» **QUOTED TEXT**:
>> start

Unite In Pain (Part II) – Anders Nystrom from Bloodbath


It has been a most eventful year in the Bloodbath camp, with a brand new album in Grand Morbid Funeral (Peaceville) and the shocking and welcome news of Nick Holmes taking the chalice left by Mikael Akerfeldt and returning to his Death Metal roots. In the first of a two part feature, Anders Nystrom chatted to Ghost Cult about the change in their ranks, and his thoughts on the new generation of listeners who may not know or understand the Bloodbath heritage…

Ester Segarra

What is apparent is Grand Morbid Funeral is less technically orientated and a much more primal and, ahem, morbid offering than its predecessor The Fathomless Mastery (Peaceville). This does point towards the influence of Nick Holmes’ addition to the fold, bearing in mind his work with doom maestro’s Paradise Lost and of course their debut and death metal classic, Lost Paradise (Peaceville).

Just by having Nick singing on top of brutal, heavy death metal is going to make it sound naturally like the first Paradise Lost album. The elements are so similar in some ways that it’s going to be a big nostalgic ride to go back to that era.

“It’s hard to say who approached who but it originated from Katatonia and Paradise Lost being on tour together and we were sitting down just having a laugh, having a good time, sharing memories from the old days… and these kind of nights became more and more frequent, and out of that some kind of idea was formed which opened the door for Nick to go back into those years and being able to perform growls again.

“We said we have this side project and we were thinking of the new album and making it really old school and you would be a perfect fit for it.”

In hindsight judging from Grand Morbid Funeral, any notion that Holmes may not have been up to task seem ridiculous; but being away from harsh vocals for so long it surely was understandable for their to be doubts about his capabilities…

“I guess in the back of your mind there was a little bit of hesitation but we kind of killed that really early on. I actually said just like any other singer out there he should audition (laughs). We actually sent him instrumental versions of old songs which he demoed his vocals on and sent back. Based on this we knew what we had coming, this killed all the hesitation and we were all convinced that this was right on what we wanted.”

>> end

» **Rows from a data source**:
>> start

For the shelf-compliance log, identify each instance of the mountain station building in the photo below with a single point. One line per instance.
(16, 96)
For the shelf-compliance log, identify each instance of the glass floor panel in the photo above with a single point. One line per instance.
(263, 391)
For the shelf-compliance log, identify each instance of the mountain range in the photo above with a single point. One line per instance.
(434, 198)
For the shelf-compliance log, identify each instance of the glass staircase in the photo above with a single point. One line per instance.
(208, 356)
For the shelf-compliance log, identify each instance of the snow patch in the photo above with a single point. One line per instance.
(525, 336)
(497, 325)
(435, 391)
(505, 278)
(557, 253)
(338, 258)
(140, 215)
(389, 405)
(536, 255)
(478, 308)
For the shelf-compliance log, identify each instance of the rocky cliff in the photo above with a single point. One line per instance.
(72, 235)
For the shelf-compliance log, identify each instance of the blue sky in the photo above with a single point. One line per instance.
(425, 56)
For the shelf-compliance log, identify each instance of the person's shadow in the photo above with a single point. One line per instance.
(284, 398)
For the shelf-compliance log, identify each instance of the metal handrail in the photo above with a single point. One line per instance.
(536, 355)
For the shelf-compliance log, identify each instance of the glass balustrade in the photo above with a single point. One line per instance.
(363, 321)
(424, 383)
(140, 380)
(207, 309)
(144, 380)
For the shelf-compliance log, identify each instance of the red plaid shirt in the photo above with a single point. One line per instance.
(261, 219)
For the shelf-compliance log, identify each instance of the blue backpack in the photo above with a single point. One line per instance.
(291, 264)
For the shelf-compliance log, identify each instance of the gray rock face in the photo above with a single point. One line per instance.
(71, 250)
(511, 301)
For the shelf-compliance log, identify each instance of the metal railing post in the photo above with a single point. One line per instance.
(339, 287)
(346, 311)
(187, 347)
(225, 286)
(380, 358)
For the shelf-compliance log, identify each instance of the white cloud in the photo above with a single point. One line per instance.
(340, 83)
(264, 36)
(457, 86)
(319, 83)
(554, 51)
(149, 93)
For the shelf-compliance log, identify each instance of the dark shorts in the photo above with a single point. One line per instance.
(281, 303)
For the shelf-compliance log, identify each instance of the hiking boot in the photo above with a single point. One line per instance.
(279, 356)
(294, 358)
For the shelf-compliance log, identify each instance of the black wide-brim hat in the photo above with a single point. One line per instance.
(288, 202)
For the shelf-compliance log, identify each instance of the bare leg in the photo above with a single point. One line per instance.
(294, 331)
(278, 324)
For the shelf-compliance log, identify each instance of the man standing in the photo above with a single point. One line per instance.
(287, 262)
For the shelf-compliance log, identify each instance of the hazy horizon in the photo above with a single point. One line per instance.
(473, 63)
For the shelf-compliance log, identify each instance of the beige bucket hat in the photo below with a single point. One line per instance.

>> end

» **EXERCISE 1**: In the Bloodbath interview, which two bands were touring together when the idea of Nick Holmes joining first came up?
» **EXERCISE 2**: List every album title named in the Bloodbath interview.

» **WRITTEN SOLUTION 1**: Katatonia and Paradise Lost.

» **WRITTEN SOLUTION 2**: Grand Morbid Funeral, The Fathomless Mastery, Lost Paradise